*** Opening Text passage ***

Germany and France have agreed to extend the relaxation of tax rules for cross-border workers until the end of the year.

Cross-border workers commute by car but they can for now continue to work at home
Cross-border workers usually have to commute but can for now continue to work at home.. Photo: Fabrice Coffrini / AFP

The agreements between France and the governments of Belgium, Luxembourg, Germany, Switzerland and Italy avoids double taxation issues for anyone travelling across the French border to or from those countries in order to work.

During the pandemic, tax rules were eased to allow French cross-border employees, like their counterparts in Belgium, Luxembourg, Germany, Switzerland and Italy, to work from home without having to change their tax status.

The deals, which were established at the beginning of the health crisis in March 2020, were due to end on September 30th – and would have plunged cross-border workers still working from home because of the health crisis into renewed uncertainty over their taxes.

The latest extension of these agreements means there’s no confusion over where a cross-border worker pays their taxes until December 31st – for example cross-border workers who work in Geneva but live in France, who normally pay their taxes and social security contributions in Switzerland. 

Under normal circumstances, anyone living in France who works in Switzerland can spend no more than 25 percent of their time working from home. If they exceed this time limit, they would have to pay these tax charges tin France rather than in Switzerland, which would be much higher.

The agreements between France and Belgium, Luxembourg, Germany and Switzerland “provide that days worked at home because of the recommendations and health instructions related to the Covid-19 pandemic may … be considered as days worked in the state where [workers] usually carry out their activity and therefore remain taxable,” according to the statement from the French Employment Ministry.

In the case of Luxembourg, days worked from home because of the health crisis are not counted in usual the 29 day limit.

*** Closing Text passage ***
*** Opening Provided material ***

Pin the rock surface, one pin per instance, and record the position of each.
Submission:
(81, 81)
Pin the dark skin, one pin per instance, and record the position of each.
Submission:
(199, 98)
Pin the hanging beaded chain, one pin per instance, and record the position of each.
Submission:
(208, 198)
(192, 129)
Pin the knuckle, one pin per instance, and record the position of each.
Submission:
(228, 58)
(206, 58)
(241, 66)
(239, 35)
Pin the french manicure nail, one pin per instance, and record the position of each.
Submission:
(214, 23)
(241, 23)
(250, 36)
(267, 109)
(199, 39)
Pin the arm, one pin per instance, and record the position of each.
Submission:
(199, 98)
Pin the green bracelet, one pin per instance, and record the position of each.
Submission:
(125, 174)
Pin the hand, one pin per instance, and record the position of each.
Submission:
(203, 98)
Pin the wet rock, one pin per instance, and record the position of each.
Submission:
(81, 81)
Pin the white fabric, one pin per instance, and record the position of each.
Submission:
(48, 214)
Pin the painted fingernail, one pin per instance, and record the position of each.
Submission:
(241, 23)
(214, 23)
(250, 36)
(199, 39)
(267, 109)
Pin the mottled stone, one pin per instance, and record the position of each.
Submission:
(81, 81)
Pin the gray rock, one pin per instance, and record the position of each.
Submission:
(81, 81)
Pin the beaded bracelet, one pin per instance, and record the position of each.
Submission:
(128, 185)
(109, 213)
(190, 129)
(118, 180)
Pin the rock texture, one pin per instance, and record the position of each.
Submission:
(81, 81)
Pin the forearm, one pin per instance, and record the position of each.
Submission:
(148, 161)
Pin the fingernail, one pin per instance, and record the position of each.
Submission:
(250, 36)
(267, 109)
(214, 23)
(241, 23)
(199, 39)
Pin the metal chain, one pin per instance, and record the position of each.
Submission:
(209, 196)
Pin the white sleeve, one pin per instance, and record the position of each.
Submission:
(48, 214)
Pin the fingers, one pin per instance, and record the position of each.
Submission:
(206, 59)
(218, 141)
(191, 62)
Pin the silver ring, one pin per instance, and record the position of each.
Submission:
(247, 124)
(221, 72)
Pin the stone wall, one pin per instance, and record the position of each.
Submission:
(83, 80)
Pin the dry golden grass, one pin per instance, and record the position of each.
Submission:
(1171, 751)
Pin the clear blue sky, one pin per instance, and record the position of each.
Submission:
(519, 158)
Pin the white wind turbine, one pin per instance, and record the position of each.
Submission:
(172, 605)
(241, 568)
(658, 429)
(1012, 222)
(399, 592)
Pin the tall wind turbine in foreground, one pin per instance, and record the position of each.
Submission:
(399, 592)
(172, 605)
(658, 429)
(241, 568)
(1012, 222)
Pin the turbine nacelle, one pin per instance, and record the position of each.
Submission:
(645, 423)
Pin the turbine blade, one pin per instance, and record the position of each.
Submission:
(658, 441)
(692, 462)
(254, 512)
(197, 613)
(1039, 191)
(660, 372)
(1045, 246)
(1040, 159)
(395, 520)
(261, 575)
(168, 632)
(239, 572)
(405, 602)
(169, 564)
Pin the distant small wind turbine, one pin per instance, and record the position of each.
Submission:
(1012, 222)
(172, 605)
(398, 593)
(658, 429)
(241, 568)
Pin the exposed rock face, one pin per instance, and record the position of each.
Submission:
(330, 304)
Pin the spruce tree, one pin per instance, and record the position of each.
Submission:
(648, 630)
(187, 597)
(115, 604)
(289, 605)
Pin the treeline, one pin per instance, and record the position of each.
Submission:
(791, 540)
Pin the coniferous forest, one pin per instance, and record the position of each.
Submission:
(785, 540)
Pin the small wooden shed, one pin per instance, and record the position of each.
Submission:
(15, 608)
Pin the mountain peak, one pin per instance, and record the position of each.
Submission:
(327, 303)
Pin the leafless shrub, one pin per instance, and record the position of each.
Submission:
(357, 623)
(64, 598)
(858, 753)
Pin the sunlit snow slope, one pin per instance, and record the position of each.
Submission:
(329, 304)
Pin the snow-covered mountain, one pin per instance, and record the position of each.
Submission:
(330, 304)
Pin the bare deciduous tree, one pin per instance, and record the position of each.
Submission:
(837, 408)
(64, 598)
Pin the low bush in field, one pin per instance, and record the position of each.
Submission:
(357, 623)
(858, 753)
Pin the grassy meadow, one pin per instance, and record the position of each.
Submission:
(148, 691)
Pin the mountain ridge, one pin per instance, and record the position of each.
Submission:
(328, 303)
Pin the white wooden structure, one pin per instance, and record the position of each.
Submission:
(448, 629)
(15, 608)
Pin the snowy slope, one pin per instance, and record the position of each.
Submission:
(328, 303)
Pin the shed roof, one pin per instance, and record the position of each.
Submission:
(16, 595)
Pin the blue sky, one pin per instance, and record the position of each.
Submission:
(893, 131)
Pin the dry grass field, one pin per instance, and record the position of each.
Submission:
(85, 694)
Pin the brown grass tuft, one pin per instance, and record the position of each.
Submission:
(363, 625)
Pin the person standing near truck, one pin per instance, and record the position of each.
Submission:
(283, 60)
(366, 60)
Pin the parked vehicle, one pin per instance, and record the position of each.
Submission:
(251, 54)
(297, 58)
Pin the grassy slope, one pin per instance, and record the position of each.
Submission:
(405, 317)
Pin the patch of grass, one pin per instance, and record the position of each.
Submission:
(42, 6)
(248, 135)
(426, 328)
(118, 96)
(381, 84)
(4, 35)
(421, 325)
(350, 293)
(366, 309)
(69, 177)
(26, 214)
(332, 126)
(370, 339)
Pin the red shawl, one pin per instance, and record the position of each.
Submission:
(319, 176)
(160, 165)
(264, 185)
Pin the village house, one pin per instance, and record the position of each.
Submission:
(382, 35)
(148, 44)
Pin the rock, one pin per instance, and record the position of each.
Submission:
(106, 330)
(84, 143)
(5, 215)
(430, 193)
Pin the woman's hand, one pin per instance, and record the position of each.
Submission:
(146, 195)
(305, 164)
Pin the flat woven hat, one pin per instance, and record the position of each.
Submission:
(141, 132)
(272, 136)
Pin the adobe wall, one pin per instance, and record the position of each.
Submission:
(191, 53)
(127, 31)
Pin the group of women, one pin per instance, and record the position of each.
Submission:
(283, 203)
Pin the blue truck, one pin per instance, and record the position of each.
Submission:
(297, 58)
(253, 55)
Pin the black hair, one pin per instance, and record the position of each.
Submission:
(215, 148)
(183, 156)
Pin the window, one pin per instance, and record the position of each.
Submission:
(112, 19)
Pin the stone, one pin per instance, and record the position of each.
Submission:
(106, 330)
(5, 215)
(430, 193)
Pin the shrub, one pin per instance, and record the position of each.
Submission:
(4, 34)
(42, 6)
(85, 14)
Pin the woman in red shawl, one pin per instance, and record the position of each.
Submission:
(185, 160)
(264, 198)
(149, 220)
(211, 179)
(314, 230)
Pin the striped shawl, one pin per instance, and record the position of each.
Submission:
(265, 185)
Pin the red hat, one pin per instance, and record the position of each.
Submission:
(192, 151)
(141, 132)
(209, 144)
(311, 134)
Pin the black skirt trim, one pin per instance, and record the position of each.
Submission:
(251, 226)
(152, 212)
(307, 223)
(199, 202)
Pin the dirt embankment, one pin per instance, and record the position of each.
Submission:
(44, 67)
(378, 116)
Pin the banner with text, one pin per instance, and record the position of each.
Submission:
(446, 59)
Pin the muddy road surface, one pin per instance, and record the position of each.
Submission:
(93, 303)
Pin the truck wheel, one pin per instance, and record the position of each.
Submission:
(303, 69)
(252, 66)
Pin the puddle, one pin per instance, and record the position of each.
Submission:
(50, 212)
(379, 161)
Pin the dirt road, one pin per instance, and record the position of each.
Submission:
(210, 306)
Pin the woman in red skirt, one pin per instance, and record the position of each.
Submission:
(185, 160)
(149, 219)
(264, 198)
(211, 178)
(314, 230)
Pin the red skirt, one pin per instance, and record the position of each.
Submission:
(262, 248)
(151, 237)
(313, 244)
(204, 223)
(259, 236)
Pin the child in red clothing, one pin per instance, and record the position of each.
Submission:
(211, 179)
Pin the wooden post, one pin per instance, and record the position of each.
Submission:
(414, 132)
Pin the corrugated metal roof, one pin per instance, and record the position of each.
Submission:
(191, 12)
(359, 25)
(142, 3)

*** Closing Provided material ***

◆ **Exercise requirements**
A. List every country named in the cross-border tax article's sentence that begins "The agreements between France and the governments of" as having an agreement with France.
B. Answer these questions from the cross-border tax article:
(i) When were the deals established?
(ii) On what date were the deals originally due to end?
(iii) Under normal circumstances, what is the largest share of their time that someone living in France and working in Switzerland can spend working from home?

◆ **Solutions for each task**
A. Belgium, Luxembourg, Germany, Switzerland, Italy

B.
(i) At the beginning of the health crisis in March 2020
(ii) September 30th
(iii) 25 percent